* **ASSIGNED TASK**: Please return the whole listing exactly.
---------- GIVEN DATA ----------
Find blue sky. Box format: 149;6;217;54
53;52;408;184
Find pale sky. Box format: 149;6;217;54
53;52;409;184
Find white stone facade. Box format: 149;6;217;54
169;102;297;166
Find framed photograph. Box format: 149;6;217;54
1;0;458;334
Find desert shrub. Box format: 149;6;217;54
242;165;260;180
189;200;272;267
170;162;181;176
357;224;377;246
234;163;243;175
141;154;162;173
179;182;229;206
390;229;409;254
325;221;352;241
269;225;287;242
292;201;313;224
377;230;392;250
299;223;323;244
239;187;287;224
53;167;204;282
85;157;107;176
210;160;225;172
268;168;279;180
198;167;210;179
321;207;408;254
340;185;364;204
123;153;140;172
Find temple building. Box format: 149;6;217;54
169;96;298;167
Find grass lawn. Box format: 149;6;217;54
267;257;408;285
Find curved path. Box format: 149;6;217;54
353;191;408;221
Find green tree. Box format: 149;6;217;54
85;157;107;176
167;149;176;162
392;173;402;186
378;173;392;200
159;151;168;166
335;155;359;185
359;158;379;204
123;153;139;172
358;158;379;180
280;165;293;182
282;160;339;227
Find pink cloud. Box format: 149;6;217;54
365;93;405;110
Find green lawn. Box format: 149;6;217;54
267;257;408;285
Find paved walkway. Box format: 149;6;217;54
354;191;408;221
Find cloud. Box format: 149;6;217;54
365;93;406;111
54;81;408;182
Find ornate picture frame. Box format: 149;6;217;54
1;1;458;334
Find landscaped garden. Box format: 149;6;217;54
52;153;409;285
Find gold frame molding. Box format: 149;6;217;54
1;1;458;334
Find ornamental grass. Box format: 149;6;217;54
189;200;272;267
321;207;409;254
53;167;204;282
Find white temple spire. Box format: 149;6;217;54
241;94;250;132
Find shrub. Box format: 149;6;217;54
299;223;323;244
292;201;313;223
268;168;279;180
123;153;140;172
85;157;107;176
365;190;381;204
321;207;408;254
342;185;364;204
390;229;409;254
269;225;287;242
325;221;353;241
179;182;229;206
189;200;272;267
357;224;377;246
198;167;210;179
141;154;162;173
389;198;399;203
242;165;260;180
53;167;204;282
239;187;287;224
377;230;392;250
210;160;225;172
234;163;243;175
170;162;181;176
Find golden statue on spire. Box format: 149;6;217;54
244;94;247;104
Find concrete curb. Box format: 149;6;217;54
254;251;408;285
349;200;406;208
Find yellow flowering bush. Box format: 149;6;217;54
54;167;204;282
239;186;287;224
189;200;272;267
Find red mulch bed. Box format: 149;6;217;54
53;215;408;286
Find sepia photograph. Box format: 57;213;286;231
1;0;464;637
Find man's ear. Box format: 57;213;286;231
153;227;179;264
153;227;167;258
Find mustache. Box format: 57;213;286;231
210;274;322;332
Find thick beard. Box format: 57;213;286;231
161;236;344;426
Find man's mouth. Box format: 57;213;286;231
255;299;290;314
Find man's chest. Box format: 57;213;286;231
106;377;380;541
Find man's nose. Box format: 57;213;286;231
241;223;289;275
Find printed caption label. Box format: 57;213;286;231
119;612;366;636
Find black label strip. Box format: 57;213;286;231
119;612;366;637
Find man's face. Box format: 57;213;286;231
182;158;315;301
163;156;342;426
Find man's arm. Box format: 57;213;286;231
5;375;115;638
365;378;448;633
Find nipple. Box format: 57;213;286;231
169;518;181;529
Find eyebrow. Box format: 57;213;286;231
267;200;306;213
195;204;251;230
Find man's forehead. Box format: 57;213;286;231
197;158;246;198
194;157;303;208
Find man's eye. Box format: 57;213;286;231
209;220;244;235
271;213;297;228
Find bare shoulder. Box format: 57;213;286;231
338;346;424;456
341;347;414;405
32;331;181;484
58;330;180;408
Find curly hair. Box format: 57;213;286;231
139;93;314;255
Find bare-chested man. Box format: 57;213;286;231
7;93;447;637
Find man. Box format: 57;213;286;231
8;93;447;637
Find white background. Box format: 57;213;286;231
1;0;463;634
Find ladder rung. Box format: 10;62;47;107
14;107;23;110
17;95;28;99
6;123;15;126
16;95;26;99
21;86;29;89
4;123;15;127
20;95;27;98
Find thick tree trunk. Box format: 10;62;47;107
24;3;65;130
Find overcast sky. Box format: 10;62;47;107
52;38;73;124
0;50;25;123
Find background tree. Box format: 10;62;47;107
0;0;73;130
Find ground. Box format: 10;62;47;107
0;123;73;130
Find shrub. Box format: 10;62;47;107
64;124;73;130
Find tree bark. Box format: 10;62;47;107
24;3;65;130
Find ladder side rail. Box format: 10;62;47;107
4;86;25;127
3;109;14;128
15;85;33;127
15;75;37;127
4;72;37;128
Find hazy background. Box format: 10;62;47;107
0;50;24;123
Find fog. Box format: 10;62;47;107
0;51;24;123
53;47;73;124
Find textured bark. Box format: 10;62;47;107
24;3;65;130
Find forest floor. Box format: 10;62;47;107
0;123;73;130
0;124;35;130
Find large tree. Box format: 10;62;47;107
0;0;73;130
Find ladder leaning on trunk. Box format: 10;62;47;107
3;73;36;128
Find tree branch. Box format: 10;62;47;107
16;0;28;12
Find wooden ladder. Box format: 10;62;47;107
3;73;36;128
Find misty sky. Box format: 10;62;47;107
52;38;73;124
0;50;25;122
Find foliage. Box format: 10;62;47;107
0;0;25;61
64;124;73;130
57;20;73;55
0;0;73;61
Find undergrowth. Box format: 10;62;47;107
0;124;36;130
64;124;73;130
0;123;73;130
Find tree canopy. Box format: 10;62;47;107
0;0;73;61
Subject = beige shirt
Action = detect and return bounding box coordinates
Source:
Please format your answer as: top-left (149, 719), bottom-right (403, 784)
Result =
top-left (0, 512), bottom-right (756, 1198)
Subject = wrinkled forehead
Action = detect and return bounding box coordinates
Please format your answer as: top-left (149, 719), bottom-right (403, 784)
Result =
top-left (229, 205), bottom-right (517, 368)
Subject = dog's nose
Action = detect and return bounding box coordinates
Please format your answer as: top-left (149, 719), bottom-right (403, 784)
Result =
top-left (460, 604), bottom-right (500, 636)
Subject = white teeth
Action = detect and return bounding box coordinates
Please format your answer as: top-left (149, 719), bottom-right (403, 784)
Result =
----------
* **OUTPUT OF THE TASK**:
Find blue sky. Box format: 149;6;217;54
53;52;408;184
Find pale sky. Box format: 149;6;217;54
53;52;409;184
Find white stone facade. Box format: 149;6;217;54
169;102;297;166
Find framed photograph. Box format: 149;6;217;54
1;0;458;334
Find desert shrub. Box format: 149;6;217;54
242;165;260;180
189;200;272;267
170;162;181;176
357;224;377;246
234;163;243;175
141;154;162;173
179;182;229;206
390;229;409;254
325;221;352;241
269;225;287;242
292;201;313;224
377;230;392;250
299;223;323;244
239;187;287;224
53;167;204;282
85;157;107;176
210;160;225;172
268;168;279;180
198;167;210;179
321;207;408;254
340;185;364;204
123;153;140;172
Find temple building. Box format: 149;6;217;54
169;96;298;167
Find grass lawn. Box format: 149;6;217;54
267;257;408;285
Find curved path. Box format: 149;6;217;54
353;191;408;221
Find green tree. Box format: 149;6;217;54
85;157;107;176
167;149;176;162
392;173;402;186
378;173;392;200
159;151;168;166
335;155;359;185
359;158;379;204
123;153;139;172
358;158;379;180
280;165;293;182
282;160;339;227
Find pink cloud. Box format: 149;6;217;54
365;93;405;110
Find green lawn. Box format: 149;6;217;54
267;257;408;285
Find paved walkway. Box format: 149;6;217;54
354;191;408;221
Find cloud. Box format: 149;6;217;54
365;93;406;111
54;81;408;182
Find ornate picture frame. Box format: 149;6;217;54
1;1;458;334
Find landscaped garden. Box format: 149;6;217;54
52;153;409;285
Find gold frame molding. Box format: 149;6;217;54
1;1;458;334
Find ornamental grass. Box format: 149;6;217;54
189;200;272;267
321;207;409;254
53;167;204;282
Find white temple spire. Box format: 149;6;217;54
241;94;250;132
Find shrub. Box format: 149;6;217;54
299;223;323;244
292;201;313;223
268;168;279;180
123;153;140;172
85;157;107;176
365;190;381;204
321;207;408;254
342;185;364;204
390;229;409;254
269;225;287;242
325;221;353;241
179;182;229;206
189;200;272;267
357;224;377;246
198;167;210;179
141;154;162;173
389;198;399;203
242;165;260;180
53;167;204;282
239;187;287;224
377;230;392;250
210;160;225;172
234;163;243;175
170;162;181;176
Find golden statue on spire. Box format: 149;6;217;54
244;94;247;104
Find concrete curb. Box format: 149;6;217;54
254;251;408;285
349;200;406;208
Find yellow flowering bush. Box format: 149;6;217;54
54;167;204;282
239;186;287;224
189;200;272;267
Find red mulch bed. Box format: 149;6;217;54
53;215;408;286
Find sepia photograph. Box format: 57;213;286;231
1;0;464;637
Find man's ear. Box format: 57;213;286;231
153;227;179;264
153;227;167;258
Find mustache. Box format: 57;213;286;231
210;274;322;332
Find thick beard. Box format: 57;213;286;231
161;236;344;426
Find man's mouth. Box format: 57;213;286;231
255;299;290;314
Find man's chest. Box format: 57;213;286;231
106;377;380;541
Find man's nose. Box format: 57;213;286;231
241;223;289;275
Find printed caption label. Box format: 57;213;286;231
119;612;366;636
Find black label strip. Box format: 57;213;286;231
119;612;366;637
Find man's face. Box format: 57;213;286;231
182;158;315;301
163;156;342;426
Find man's arm. Box format: 57;213;286;231
5;375;115;638
365;378;448;633
Find nipple. Box format: 57;213;286;231
169;518;181;529
Find eyebrow. Box format: 57;213;286;231
267;200;306;213
195;204;251;230
Find man's forehead. Box format: 57;213;286;231
197;158;246;198
194;157;303;208
Find man's eye. Box format: 57;213;286;231
209;220;244;235
271;213;297;228
Find bare shoulder. Box format: 57;213;286;231
338;346;424;456
341;347;414;405
32;331;181;484
58;330;180;408
Find curly hair. Box format: 57;213;286;231
139;93;314;255
Find bare-chested man. Box format: 57;213;286;231
7;93;447;637
Find man. Box format: 57;213;286;231
8;93;447;637
Find white background. Box format: 57;213;286;231
1;0;463;634
Find ladder rung. Box format: 10;62;47;107
14;107;23;110
17;95;28;99
6;123;15;126
16;95;26;99
21;86;29;89
4;123;15;127
20;95;27;98
Find thick tree trunk. Box format: 10;62;47;107
24;3;65;130
Find overcast sky. Box format: 10;62;47;107
52;38;73;124
0;50;25;123
Find background tree. Box format: 10;62;47;107
0;0;73;130
Find ground. Box format: 10;62;47;107
0;123;73;130
Find shrub. Box format: 10;62;47;107
64;124;73;130
Find tree bark. Box format: 10;62;47;107
24;3;65;130
Find ladder side rail. Box format: 10;62;47;107
4;86;25;127
3;109;14;128
15;85;33;127
15;75;37;127
4;72;37;128
Find hazy background. Box format: 10;62;47;107
0;50;24;123
Find fog. Box format: 10;62;47;107
0;51;24;123
53;47;73;124
Find textured bark. Box format: 10;62;47;107
24;3;65;130
Find forest floor. Box format: 10;62;47;107
0;123;73;130
0;124;35;130
Find large tree. Box format: 10;62;47;107
0;0;73;130
Find ladder leaning on trunk. Box format: 10;62;47;107
3;73;36;128
Find tree branch. Box format: 10;62;47;107
16;0;28;12
Find wooden ladder. Box format: 10;62;47;107
3;73;36;128
Find misty sky. Box format: 10;62;47;107
52;38;73;124
0;50;25;122
Find foliage. Box format: 10;62;47;107
0;0;25;61
64;124;73;130
57;20;73;55
0;0;73;61
Find undergrowth. Box format: 10;62;47;107
0;124;36;130
64;124;73;130
0;123;73;130
Find tree canopy. Box format: 10;62;47;107
0;0;73;61
Subject = beige shirt
Action = detect and return bounding box coordinates
Source:
Please format your answer as: top-left (149, 719), bottom-right (403, 784)
Result =
top-left (0, 512), bottom-right (756, 1198)
Subject = wrinkled forehead
Action = detect and return bounding box coordinates
Please format your answer as: top-left (149, 719), bottom-right (403, 784)
Result =
top-left (229, 205), bottom-right (517, 368)
Subject = dog's nose
Action = detect and return bounding box coordinates
Please format your answer as: top-left (149, 719), bottom-right (403, 784)
Result =
top-left (460, 604), bottom-right (500, 636)
Subject = white teeth
Action = detect and return bounding box coordinates
Please format your answer as: top-left (149, 719), bottom-right (403, 784)
Result =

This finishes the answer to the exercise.